■ INSTRUCTIONS FOR THE TASK:
Starting at the first line of the listing below, repeat each line exactly until the line containing "walking in field is in the scene.", which you include. Leave out pictures.

+ + +

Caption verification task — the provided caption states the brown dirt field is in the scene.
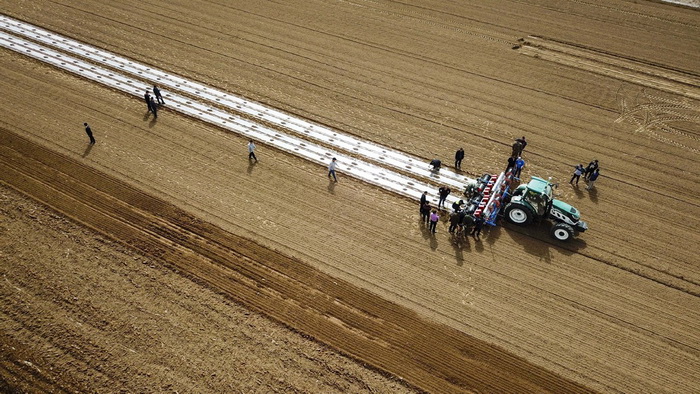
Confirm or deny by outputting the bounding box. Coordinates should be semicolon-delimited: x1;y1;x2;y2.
1;0;700;393
0;183;415;393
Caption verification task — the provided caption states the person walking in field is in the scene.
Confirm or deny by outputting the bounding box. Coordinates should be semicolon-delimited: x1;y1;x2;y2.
83;123;95;144
586;168;600;190
248;139;258;162
429;209;439;234
584;159;599;180
437;186;451;209
454;148;465;170
516;136;527;153
328;158;338;182
153;85;165;105
150;96;159;118
569;164;584;185
144;91;154;113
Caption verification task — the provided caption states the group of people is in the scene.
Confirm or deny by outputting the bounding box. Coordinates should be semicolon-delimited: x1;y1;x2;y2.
505;136;527;179
428;147;466;172
82;85;166;144
419;190;485;239
570;160;600;190
144;85;165;118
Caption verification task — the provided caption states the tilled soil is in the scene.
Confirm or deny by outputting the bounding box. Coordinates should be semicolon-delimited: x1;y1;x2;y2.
0;184;415;393
1;1;700;393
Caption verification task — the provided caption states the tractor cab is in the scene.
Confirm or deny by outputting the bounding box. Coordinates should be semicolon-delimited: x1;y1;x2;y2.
505;176;587;241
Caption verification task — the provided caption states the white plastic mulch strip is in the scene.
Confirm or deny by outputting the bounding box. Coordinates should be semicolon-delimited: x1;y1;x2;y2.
0;15;475;193
0;31;470;208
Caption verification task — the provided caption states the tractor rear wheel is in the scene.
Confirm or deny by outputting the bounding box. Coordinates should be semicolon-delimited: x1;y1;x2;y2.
551;222;574;241
504;203;534;225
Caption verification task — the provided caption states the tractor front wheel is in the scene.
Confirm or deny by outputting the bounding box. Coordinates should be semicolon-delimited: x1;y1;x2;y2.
551;222;574;241
504;203;533;225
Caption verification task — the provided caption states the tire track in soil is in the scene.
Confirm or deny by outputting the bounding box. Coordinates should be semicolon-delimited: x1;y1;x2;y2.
0;129;592;393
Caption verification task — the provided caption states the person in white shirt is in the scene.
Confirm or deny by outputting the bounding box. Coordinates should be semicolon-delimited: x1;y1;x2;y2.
569;164;584;185
248;139;258;162
328;158;338;182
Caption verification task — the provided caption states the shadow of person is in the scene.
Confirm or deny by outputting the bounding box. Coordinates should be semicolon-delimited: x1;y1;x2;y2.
587;187;599;204
327;179;337;194
572;184;585;199
143;111;151;121
429;233;438;251
451;237;464;266
82;143;94;158
419;221;431;240
149;116;158;128
247;160;258;175
485;225;502;247
474;236;485;252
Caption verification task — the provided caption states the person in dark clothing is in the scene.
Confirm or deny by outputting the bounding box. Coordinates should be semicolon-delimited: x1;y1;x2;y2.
420;201;431;224
506;155;517;173
454;148;465;170
516;136;527;152
511;140;523;157
584;160;599;180
144;91;153;113
470;216;484;239
153;85;165;105
461;213;475;234
437;186;451;209
448;211;461;233
429;158;441;171
420;191;428;206
83;123;95;144
150;96;158;118
586;168;600;190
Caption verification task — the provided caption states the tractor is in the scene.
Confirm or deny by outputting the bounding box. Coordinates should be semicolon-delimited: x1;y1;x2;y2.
503;176;587;241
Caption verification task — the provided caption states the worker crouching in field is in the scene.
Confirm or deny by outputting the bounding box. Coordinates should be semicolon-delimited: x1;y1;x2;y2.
429;158;441;171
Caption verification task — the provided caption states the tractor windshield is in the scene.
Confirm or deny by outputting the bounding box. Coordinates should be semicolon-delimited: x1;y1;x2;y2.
525;188;550;216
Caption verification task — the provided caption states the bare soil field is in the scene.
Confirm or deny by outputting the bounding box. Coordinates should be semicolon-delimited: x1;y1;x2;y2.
1;0;700;392
0;184;415;393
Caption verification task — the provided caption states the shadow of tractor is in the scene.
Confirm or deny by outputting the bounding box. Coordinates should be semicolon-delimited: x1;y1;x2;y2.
500;220;588;264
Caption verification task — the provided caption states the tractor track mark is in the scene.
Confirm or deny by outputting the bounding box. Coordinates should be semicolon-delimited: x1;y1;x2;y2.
518;36;700;99
530;0;700;29
0;127;591;394
336;0;514;45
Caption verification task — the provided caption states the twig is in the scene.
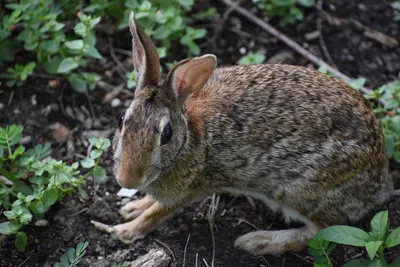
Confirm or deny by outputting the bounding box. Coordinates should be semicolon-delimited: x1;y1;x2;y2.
207;194;220;267
260;256;271;267
202;258;210;267
71;207;88;217
317;0;337;69
85;92;95;118
236;218;260;230
18;250;34;267
108;38;129;81
210;1;240;53
182;233;191;267
220;0;384;104
153;239;176;265
195;253;199;267
114;47;133;57
8;90;14;106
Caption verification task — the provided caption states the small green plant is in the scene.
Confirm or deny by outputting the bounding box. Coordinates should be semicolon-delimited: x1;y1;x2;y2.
392;1;400;21
238;52;266;65
0;125;110;251
308;210;400;267
0;62;36;87
252;0;315;26
53;241;89;267
1;1;102;92
365;81;400;162
1;0;209;91
126;70;137;89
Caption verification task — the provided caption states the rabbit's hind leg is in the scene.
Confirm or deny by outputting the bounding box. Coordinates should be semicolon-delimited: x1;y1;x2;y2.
119;194;155;221
234;219;319;256
234;205;320;256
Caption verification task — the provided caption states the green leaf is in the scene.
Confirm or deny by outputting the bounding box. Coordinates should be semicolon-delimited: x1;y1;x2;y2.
90;149;103;159
93;166;106;183
390;258;400;267
370;210;388;241
74;23;87;36
369;259;389;267
68;73;87;93
42;188;59;208
298;0;315;7
60;254;69;266
317;225;371;246
58;58;79;73
177;0;194;9
386;227;400;248
15;232;27;252
84;46;102;59
343;259;372;267
65;39;84;50
365;241;383;260
81;158;95;168
384;135;395;158
67;247;76;262
347;78;366;90
0;221;18;235
76;241;89;255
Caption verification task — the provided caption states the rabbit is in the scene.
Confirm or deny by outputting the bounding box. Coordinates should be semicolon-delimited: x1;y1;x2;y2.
109;11;393;256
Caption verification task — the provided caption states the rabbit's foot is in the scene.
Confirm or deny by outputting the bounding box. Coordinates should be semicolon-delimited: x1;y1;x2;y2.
234;227;316;255
119;194;155;221
94;200;181;244
112;220;147;244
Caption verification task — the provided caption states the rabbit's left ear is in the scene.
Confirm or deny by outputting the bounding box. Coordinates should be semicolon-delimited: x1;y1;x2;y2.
165;54;217;104
129;11;160;93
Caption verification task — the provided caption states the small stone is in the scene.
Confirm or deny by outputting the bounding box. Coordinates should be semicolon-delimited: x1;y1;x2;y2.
117;188;138;198
239;47;246;55
111;98;121;108
35;219;48;227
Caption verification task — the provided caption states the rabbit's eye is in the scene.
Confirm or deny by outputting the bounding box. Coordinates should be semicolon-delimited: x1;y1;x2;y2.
117;110;126;130
161;122;173;145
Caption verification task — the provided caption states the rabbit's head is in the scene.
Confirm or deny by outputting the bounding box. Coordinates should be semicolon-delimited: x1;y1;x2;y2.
113;12;216;189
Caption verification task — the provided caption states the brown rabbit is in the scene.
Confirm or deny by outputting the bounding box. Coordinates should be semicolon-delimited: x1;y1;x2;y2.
107;12;393;255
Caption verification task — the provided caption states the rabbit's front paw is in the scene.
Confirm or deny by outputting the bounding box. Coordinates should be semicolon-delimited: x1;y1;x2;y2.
119;194;154;221
112;220;147;244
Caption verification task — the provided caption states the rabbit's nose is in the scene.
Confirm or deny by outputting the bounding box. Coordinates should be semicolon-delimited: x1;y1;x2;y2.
116;167;144;189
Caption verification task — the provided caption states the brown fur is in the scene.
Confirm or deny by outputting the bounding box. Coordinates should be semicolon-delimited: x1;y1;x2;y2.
110;12;393;256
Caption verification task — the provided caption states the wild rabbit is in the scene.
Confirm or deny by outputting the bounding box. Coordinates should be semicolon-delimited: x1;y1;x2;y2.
108;12;393;255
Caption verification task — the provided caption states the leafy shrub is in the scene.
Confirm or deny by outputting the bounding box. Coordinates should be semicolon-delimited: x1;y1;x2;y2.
392;1;400;21
252;0;316;26
53;241;89;267
238;52;266;65
308;210;400;267
0;0;102;92
365;81;400;162
0;125;110;251
0;0;209;92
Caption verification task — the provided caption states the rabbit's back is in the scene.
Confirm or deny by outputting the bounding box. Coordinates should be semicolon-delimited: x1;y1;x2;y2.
186;64;390;225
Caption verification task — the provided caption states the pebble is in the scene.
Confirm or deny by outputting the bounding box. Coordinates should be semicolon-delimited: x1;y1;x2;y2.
239;47;246;55
35;219;48;227
111;98;121;107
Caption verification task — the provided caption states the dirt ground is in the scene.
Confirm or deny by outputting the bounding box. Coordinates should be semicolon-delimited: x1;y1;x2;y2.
1;0;400;266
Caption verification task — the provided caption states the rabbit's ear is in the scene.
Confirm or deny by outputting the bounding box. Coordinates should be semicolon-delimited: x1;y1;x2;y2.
129;12;160;92
166;54;217;104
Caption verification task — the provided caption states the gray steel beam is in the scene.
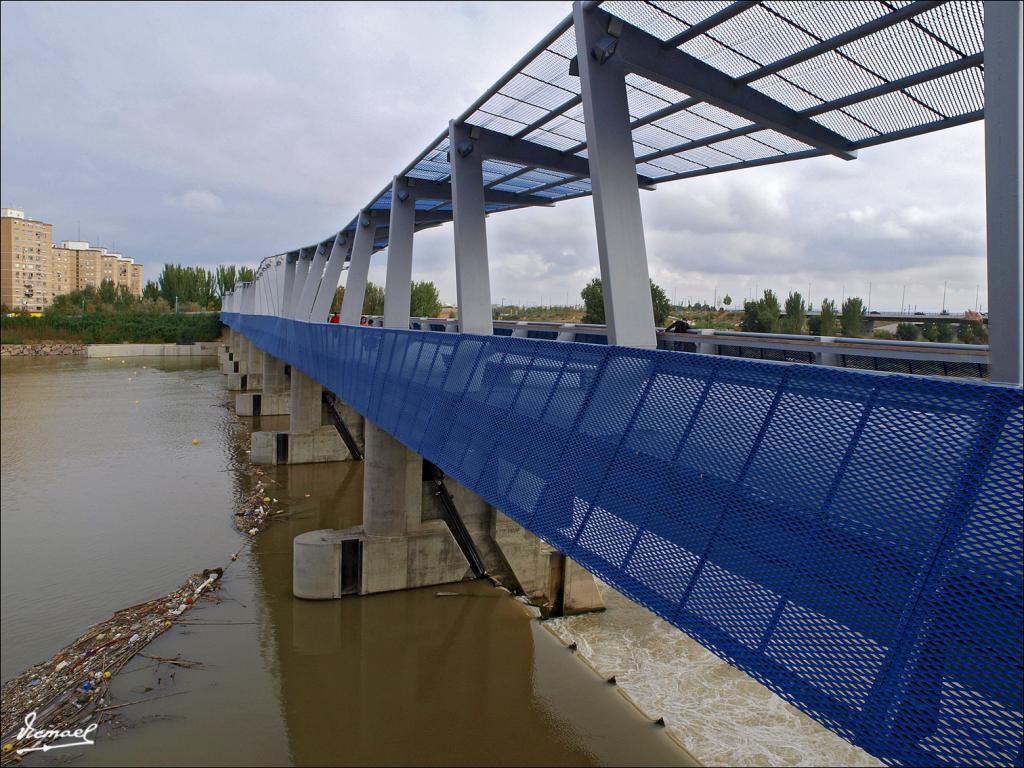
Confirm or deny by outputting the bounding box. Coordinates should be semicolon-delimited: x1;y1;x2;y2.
511;94;582;140
449;119;493;336
984;0;1023;385
662;1;759;48
745;1;940;84
310;232;349;322
471;124;659;186
402;177;555;207
296;242;329;321
574;0;656;348
281;252;297;319
634;55;985;168
340;213;377;326
383;176;416;329
599;8;857;160
289;247;313;320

+ + +

■ SOLUTION:
Caption verification task — the provided caption states the brown dirt field is in the scene.
Confirm or deny by outputting the bounding box. Coordinates should be semicolon-delimited: x1;y1;x2;y2.
1;0;700;393
0;183;415;393
Caption verification task — the provided caption states the person walking in field is in the scene.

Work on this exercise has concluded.